*** Blocco di testo

Ma qui emerge la domanda: siamo noi i cattivi o è il nostro cervello che, funzionando male, oppure mal formato/informato, ci fa fare il male che, forse, noi nemmeno vogliamo fare?

L’essere umano è datum e factum, meglio ancora, si realizza sempre a partire da ciò che costituisce la sua base biologica e, strada facendo, si va formando, integrando una considerevole diversità di variabili socio-culturali. Si può dire che sono le esperienze umane concrete quelle che danno la spinta ai movimenti delle funzioni del cervello, danno forma si può dire alle progettazioni dei circuiti che attivano una serie di meccanismi destinati a mettere in azione le capacità pre-disponibili nel programma genetico di base.

Queste esperienze implicano una visione integrale del vissuto umano, sempre complesso e sistemico, e dunque fanno comprendere l’importanza di una formazione olistica che tenda a una migliore umanizzazione della persona, aiutandola a vivere rapporti relazionali sani e liberatori, e permettendole così di sviluppare al meglio le sue capacità di base e di crearne di nuove. Così, attraverso un rapporto dialettico tra il dato e le scelte l’essere umano può costruirsi o distruggersi, costruendo o distruggendo allo stesso tempo la realtà.

******
*** Dati estratti

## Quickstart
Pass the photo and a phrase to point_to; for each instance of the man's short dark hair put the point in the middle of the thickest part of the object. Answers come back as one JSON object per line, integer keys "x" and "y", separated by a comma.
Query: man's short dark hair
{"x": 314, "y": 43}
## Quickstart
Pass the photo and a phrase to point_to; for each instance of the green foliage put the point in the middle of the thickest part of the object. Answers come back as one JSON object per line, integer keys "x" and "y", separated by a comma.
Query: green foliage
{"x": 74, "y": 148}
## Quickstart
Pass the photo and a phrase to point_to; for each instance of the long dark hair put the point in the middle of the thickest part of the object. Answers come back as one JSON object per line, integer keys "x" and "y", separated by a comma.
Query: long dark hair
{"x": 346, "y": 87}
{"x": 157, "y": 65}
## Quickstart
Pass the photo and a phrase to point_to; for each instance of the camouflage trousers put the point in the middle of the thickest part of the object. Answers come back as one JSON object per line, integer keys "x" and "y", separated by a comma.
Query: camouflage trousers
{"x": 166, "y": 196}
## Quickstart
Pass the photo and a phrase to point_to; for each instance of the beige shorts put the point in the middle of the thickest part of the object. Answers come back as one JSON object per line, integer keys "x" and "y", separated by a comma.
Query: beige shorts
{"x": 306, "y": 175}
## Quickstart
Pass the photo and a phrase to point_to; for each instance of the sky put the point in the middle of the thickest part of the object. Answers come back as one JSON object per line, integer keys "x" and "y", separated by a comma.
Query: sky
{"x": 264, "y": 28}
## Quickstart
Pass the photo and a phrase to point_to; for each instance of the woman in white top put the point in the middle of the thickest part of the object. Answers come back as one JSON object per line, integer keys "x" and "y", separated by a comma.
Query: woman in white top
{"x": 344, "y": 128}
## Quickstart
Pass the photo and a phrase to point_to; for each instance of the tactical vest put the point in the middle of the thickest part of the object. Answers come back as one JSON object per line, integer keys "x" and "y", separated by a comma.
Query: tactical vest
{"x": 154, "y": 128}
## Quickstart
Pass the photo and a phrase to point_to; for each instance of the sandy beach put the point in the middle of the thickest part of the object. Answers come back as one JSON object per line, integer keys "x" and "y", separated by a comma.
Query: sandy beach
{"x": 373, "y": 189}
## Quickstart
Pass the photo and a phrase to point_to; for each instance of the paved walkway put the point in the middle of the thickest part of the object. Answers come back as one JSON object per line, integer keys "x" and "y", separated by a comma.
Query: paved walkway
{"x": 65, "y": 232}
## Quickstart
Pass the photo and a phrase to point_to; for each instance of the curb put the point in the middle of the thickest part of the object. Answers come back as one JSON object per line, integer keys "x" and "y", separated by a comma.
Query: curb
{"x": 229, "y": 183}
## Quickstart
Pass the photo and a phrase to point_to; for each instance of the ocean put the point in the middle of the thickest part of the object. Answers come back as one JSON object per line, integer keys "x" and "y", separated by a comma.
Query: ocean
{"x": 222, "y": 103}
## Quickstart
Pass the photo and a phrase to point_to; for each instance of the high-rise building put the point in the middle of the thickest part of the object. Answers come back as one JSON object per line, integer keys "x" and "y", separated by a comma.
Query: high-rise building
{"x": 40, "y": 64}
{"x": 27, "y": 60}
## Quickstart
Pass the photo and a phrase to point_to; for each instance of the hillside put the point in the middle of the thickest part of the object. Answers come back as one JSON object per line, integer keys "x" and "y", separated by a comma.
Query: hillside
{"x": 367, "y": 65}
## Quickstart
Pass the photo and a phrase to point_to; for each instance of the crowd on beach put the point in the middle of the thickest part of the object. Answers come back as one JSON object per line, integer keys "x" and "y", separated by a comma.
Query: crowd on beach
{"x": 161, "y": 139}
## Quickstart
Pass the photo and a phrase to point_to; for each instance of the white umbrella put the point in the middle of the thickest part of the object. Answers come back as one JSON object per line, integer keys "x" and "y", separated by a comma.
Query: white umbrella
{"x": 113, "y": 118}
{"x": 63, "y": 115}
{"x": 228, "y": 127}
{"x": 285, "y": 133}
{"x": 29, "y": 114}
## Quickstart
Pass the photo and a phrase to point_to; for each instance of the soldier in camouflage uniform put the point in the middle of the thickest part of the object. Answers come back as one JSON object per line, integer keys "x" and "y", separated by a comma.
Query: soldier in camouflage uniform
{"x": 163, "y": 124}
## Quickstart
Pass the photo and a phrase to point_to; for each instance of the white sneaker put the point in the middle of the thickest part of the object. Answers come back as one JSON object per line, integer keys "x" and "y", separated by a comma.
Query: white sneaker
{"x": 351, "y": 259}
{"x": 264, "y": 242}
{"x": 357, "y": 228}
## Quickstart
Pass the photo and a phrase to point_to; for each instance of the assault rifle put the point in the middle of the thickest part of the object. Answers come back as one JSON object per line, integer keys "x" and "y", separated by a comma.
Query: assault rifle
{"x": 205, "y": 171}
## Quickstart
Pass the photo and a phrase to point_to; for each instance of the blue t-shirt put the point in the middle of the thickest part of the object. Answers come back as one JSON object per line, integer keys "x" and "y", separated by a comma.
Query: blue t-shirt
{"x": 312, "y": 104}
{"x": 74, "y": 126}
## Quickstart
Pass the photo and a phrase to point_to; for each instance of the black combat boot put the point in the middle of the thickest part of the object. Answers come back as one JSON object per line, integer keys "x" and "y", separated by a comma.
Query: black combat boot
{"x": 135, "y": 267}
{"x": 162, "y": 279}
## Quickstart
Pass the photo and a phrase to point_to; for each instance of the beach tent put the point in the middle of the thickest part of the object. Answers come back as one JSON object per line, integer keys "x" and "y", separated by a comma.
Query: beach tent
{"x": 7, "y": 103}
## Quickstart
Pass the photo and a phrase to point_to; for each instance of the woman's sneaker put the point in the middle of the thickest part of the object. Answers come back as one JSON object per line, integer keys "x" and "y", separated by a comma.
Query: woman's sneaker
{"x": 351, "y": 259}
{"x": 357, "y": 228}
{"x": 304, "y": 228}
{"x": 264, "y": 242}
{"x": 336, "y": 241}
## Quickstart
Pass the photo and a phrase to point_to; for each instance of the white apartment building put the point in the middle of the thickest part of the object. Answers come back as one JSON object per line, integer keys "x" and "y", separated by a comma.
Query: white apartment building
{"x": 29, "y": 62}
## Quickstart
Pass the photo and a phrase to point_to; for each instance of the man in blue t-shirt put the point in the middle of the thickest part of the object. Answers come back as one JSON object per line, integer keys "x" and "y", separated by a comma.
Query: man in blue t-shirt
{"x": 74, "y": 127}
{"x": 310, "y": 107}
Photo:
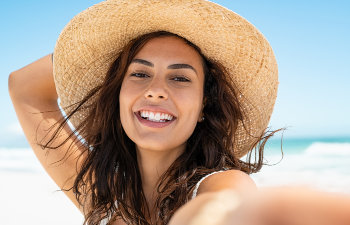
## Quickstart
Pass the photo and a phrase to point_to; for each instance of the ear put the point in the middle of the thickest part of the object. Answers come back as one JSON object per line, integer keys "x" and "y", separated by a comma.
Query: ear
{"x": 201, "y": 114}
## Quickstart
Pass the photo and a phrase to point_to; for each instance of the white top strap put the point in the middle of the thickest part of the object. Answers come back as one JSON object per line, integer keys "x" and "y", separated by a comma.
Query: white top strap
{"x": 194, "y": 194}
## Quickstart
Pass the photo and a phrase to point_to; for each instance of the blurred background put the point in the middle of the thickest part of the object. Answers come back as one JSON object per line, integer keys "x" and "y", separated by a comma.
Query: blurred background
{"x": 311, "y": 43}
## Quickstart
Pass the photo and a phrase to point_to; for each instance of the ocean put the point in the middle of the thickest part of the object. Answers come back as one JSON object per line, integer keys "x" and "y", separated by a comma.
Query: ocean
{"x": 319, "y": 162}
{"x": 26, "y": 190}
{"x": 322, "y": 163}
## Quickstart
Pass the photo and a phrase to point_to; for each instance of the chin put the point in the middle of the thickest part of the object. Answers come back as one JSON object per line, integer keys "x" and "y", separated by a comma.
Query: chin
{"x": 159, "y": 146}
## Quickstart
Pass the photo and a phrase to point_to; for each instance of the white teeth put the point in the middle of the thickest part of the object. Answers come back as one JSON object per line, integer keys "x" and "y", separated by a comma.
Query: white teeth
{"x": 156, "y": 117}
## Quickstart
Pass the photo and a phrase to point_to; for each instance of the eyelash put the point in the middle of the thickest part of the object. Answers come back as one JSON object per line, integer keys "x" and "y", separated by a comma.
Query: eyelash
{"x": 175, "y": 78}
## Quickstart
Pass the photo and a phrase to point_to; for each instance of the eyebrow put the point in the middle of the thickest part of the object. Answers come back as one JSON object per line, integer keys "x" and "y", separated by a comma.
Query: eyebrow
{"x": 172, "y": 66}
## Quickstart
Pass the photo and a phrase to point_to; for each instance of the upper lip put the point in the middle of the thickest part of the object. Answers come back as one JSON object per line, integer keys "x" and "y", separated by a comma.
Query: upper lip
{"x": 155, "y": 109}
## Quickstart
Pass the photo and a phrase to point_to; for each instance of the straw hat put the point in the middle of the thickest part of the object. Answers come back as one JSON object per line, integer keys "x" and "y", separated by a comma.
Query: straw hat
{"x": 92, "y": 40}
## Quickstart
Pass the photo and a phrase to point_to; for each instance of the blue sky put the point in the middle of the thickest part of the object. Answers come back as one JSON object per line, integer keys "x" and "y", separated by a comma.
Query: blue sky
{"x": 310, "y": 40}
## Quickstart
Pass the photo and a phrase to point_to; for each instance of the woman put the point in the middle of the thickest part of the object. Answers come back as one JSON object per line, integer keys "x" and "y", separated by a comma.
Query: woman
{"x": 160, "y": 113}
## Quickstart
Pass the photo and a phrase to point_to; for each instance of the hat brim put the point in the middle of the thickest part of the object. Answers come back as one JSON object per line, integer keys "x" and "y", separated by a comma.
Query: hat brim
{"x": 93, "y": 39}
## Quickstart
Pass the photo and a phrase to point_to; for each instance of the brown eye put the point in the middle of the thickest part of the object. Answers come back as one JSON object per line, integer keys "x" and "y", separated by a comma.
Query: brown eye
{"x": 181, "y": 79}
{"x": 139, "y": 75}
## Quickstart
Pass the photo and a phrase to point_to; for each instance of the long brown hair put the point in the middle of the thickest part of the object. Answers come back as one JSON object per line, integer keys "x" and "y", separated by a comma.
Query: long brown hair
{"x": 109, "y": 182}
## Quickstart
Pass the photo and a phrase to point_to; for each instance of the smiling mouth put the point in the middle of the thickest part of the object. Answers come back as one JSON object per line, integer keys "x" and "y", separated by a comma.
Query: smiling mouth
{"x": 156, "y": 116}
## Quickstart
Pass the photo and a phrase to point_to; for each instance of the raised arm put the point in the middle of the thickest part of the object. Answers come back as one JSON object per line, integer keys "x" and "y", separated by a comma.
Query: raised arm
{"x": 33, "y": 95}
{"x": 270, "y": 206}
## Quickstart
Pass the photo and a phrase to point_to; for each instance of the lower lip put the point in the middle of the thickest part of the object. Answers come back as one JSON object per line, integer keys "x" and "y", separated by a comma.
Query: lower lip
{"x": 152, "y": 124}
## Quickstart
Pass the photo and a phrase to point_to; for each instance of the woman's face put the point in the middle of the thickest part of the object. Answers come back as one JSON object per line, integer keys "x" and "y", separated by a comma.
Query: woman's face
{"x": 161, "y": 97}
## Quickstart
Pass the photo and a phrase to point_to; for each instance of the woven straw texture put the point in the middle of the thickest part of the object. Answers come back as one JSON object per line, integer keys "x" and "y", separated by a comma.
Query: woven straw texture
{"x": 93, "y": 39}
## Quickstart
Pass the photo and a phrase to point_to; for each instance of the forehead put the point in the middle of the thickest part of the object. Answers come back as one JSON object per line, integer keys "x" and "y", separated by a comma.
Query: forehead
{"x": 170, "y": 48}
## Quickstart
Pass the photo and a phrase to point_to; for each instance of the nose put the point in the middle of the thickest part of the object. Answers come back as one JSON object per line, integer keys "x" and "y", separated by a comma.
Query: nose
{"x": 156, "y": 91}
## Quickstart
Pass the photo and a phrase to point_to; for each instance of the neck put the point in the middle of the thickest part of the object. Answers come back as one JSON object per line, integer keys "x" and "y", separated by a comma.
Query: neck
{"x": 153, "y": 164}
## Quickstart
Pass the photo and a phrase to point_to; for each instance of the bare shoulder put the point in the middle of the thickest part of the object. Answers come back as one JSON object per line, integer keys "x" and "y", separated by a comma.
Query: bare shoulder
{"x": 230, "y": 179}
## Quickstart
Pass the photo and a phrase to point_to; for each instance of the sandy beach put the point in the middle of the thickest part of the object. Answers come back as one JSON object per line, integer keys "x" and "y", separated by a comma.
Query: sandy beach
{"x": 31, "y": 198}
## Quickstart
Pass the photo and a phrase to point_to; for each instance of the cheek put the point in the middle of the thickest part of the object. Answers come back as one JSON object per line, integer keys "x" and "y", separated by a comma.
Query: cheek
{"x": 125, "y": 103}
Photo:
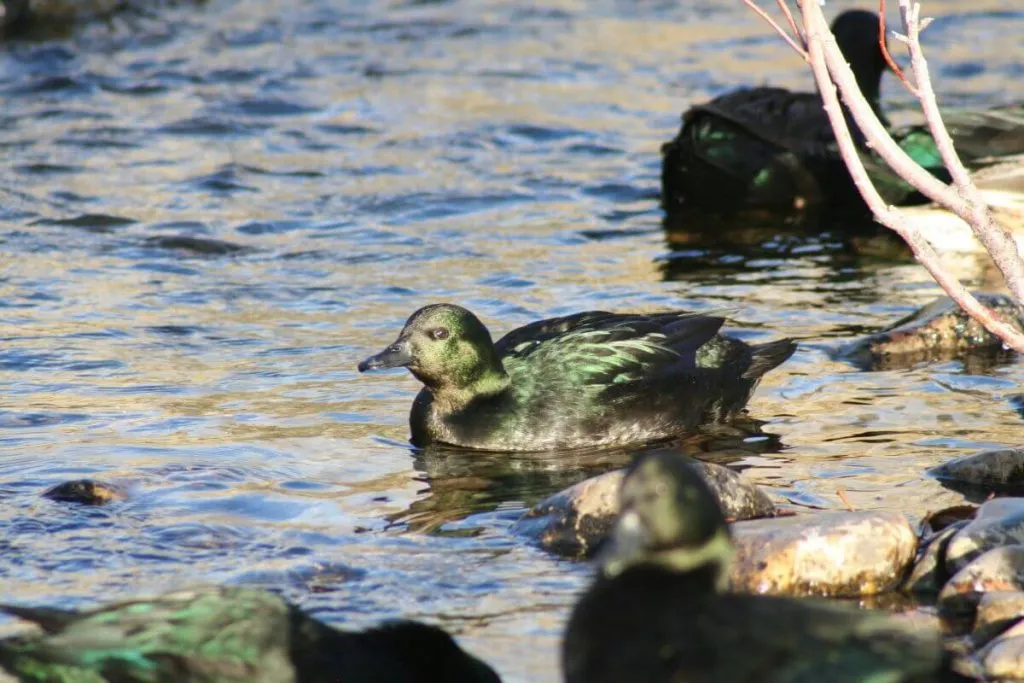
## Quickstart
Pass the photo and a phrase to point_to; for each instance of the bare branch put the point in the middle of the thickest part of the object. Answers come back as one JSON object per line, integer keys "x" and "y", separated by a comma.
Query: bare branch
{"x": 885, "y": 50}
{"x": 834, "y": 67}
{"x": 995, "y": 239}
{"x": 779, "y": 30}
{"x": 793, "y": 23}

******

◆ **Compito assegnato 1**: Secondo il testo, che cosa è l'essere umano, espresso con due termini latini?
◆ **Compito assegnato 2**: Riassumi il testo in due frasi.
◆ **Compito assegnato 3**: Ricopia esattamente il passo del testo che va da "L’essere umano è" fino a "genetico di base." compresi.

◆ **Spazio risposta 1**: L'essere umano è datum e factum.

◆ **Spazio risposta 2**: L'essere umano parte da una base biologica e si forma integrando variabili socio-culturali, e sono le esperienze concrete a dare la spinta alle funzioni del cervello. Queste esperienze mostrano l'importanza di una formazione olistica, e attraverso il rapporto tra il dato e le scelte l'essere umano può costruirsi o distruggersi, costruendo o distruggendo anche la realtà.

◆ **Spazio risposta 3**:
L’essere umano è datum e factum, meglio ancora, si realizza sempre a partire da ciò che costituisce la sua base biologica e, strada facendo, si va formando, integrando una considerevole diversità di variabili socio-culturali. Si può dire che sono le esperienze umane concrete quelle che danno la spinta ai movimenti delle funzioni del cervello, danno forma si può dire alle progettazioni dei circuiti che attivano una serie di meccanismi destinati a mettere in azione le capacità pre-disponibili nel programma genetico di base.